Pick up the abstract below on steroid-induced ocular hypertension after corneal transplantation, and continue it from the end of its Methods section.

# DOCUMENT SECTION
== == ==
Long-term Outcomes on de novo Ocular Hypertensive Response to Topical Corticosteroids After Corneal Transplantation.

Raj, Akash MD; Salvador-Culla, Borja MD; Anwar, Hamed MD; Sykakis, Evripidis MD; Figueiredo, María Socorro MD; Figueiredo, Francisco Carlos MD, PhD.

Cornea: September 10, 2019 — Volume Publish Ahead of Print — Issue — p


Purpose: To determine incidence, demographics, management, and outcomes of topical steroid-induced ocular hypertension after penetrating keratoplasty (PKP) and to establish effects on intraocular pressure (IOP) and graft rejection when alternate corticosteroids are used.

Methods: A single-center, retrospective review of 568 consecutive PKPs performed between 1997 and 2010 was conducted. Data were collected on demographics, best-corrected visual acuity, surgical indications, lens status, IOP, postoperative management, and incidence of rejection.
== == ==
# RECORD EXCERPTS

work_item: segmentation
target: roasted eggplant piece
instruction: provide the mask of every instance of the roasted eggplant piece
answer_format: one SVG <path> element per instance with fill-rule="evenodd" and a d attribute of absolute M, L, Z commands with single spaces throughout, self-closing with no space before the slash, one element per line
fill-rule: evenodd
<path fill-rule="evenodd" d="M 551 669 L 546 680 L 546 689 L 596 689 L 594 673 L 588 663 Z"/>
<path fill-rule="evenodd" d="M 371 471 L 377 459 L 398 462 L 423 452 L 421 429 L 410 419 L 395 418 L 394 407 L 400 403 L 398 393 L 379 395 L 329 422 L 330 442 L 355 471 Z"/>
== == ==
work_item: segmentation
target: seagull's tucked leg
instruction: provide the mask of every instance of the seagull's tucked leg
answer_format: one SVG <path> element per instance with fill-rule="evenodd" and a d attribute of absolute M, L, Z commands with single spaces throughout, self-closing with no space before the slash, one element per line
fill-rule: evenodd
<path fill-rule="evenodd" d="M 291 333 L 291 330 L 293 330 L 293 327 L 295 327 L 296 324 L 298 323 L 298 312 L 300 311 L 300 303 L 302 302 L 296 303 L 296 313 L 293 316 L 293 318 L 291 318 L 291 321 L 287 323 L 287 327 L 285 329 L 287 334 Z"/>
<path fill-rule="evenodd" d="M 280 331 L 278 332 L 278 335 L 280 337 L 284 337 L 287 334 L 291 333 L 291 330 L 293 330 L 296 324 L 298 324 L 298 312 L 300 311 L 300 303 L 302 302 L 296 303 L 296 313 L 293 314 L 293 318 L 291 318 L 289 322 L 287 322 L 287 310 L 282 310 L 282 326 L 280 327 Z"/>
== == ==
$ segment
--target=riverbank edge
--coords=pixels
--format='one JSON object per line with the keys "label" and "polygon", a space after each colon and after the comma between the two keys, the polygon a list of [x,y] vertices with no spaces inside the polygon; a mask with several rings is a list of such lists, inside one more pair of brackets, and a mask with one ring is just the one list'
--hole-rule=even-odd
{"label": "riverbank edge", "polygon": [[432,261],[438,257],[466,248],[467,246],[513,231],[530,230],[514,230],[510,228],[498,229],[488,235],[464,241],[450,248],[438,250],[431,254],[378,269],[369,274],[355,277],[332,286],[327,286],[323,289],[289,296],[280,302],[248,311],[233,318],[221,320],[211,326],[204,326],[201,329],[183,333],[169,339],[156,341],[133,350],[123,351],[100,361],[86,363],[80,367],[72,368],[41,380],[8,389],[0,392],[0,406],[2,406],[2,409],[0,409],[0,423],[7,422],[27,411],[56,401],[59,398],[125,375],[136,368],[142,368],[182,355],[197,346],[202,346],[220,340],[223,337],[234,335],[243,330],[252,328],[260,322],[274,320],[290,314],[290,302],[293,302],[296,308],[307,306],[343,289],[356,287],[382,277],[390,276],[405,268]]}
== == ==
# WRITTEN RESPONSE
Results: Eighty eyes (14.1%) of 74 patients were included. The most common indication was keratoconus (28.8%). Twenty-seven eyes (33.8%) were phakic, 46 (57.4%) had a posterior chamber intraocular lens, and 7 (8.8%) had an anterior chamber intraocular lens. Mean postoperative IOP increase was only significant in the anterior chamber intraocular lens group (18.7 mm Hg, SD 10.4; P = 0.02). The average time for developing hypertension was 9.8 months (SD 14.8) postoperatively, with an average IOP increase of 13.3 mm Hg (SD 5.9). Prednisolone acetate 1% was switched to rimexolone 1% in 64 eyes (80%) and to fluorometholone 0.1% in 16 eyes (20%), which alone achieved IOP normalization in 26 eyes (32.5%) (P < 0.01). Fifty-four eyes (67.5%) required additional antiglaucoma medication. An average IOP reduction of 12.3 mm Hg (SD 6.9) was achieved at an average of 2.3 months (SD 5.2) after the switch. Seventeen eyes (21%) developed glaucoma and 13 eyes (16.3%) developed graft rejection after switching formulations, with no statistically significant differences between rimexolone and fluorometholone (P > 0.05).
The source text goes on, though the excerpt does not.